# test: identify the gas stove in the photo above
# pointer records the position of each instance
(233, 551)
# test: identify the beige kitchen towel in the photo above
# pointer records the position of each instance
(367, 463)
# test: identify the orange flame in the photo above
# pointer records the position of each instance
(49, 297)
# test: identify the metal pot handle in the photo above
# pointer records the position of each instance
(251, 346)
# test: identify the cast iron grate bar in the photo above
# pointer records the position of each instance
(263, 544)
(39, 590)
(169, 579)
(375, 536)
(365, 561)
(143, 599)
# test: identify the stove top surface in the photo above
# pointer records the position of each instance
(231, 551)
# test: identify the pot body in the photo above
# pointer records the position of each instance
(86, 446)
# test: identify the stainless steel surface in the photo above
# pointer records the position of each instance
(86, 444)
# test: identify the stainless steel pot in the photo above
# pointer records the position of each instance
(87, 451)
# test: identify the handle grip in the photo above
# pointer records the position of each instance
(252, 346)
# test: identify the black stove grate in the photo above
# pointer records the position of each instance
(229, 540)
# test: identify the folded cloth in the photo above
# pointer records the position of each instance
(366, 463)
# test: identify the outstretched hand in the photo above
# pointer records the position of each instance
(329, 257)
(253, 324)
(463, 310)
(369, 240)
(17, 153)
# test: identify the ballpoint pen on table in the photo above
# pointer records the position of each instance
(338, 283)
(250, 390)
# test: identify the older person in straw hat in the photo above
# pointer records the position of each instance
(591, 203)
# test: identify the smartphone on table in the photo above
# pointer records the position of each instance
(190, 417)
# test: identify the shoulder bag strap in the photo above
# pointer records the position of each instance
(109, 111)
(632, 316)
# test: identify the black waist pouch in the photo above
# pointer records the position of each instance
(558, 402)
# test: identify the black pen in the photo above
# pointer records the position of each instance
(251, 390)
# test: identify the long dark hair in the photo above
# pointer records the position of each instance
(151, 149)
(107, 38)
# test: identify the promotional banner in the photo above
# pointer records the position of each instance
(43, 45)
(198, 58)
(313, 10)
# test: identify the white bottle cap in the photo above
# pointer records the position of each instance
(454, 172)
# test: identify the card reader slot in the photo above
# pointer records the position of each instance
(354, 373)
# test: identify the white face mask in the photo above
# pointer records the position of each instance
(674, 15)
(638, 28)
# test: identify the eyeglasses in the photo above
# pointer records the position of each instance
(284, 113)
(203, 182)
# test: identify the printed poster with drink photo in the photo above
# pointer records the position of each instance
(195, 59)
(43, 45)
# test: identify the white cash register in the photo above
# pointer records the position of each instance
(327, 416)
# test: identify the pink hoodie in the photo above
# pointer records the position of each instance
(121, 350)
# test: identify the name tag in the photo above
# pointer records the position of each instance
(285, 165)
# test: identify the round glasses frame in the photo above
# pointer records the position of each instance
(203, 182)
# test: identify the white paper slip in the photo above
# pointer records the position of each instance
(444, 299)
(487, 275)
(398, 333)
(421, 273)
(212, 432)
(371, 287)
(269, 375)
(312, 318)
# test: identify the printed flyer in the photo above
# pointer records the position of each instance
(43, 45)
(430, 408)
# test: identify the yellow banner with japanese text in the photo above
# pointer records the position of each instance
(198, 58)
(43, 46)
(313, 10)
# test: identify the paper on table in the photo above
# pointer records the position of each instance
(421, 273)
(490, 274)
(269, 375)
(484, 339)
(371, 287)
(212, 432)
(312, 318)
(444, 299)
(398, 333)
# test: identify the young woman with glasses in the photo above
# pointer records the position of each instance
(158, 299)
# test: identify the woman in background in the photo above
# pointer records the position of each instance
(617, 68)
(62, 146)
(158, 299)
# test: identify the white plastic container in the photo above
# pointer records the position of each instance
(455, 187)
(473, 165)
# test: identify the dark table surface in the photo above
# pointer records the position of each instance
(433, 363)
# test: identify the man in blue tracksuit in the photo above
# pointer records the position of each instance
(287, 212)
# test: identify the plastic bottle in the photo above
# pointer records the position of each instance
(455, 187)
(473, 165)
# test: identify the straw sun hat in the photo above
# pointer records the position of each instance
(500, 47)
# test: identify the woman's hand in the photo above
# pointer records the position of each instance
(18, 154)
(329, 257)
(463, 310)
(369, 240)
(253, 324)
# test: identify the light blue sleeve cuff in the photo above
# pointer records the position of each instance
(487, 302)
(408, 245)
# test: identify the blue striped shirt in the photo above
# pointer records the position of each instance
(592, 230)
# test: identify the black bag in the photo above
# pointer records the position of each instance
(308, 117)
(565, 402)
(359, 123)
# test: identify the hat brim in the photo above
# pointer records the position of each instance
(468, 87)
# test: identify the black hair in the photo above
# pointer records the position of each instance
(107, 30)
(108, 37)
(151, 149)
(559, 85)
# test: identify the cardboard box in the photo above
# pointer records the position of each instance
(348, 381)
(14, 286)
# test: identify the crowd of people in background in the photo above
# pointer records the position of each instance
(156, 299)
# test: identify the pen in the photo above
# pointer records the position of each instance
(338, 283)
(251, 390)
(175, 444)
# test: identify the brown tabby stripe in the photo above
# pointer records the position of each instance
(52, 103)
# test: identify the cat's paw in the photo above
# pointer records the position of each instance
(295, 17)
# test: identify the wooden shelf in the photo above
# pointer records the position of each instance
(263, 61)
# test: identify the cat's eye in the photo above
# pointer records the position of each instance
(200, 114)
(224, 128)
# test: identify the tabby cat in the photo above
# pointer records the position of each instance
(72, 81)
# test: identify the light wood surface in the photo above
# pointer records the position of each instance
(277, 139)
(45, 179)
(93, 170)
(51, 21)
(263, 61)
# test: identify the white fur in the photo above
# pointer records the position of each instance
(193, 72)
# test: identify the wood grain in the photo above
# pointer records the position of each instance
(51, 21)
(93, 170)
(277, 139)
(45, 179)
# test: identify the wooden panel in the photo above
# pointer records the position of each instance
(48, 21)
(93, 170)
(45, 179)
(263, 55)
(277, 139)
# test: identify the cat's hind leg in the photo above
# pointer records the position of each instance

================

Aim of the task —
Working from the data above, extract solely the lines from the one containing "# test: identify the older" through the one containing "# test: identify the eyeglasses", exactly as they appear, both included.

Task output —
# test: identify the older person in straw hat in the photo above
# pointer records the position of each instance
(591, 203)
# test: identify the smartphone on table in the photo above
# pointer records the position of each instance
(190, 417)
# test: identify the shoulder bag strap in the photo above
# pointer records the position of each instance
(109, 111)
(632, 316)
# test: identify the black waist pouch in the photo above
# pointer records the position of each instance
(558, 402)
# test: identify the black pen in the photo above
# pointer records the position of each instance
(251, 390)
# test: identify the long dark hair in the photo above
# pointer records the position of each instance
(151, 149)
(107, 38)
# test: identify the promotional banner in the photo above
# pointer records the position of each instance
(43, 45)
(198, 58)
(313, 10)
# test: identify the white bottle cap in the photo above
# pointer records the position of each instance
(454, 172)
# test: identify the card reader slot in the photo above
# pointer records the position of each instance
(354, 373)
# test: identify the white face mask in the photo above
# pointer records the position of each instance
(674, 15)
(638, 28)
# test: identify the eyeglasses in the photo above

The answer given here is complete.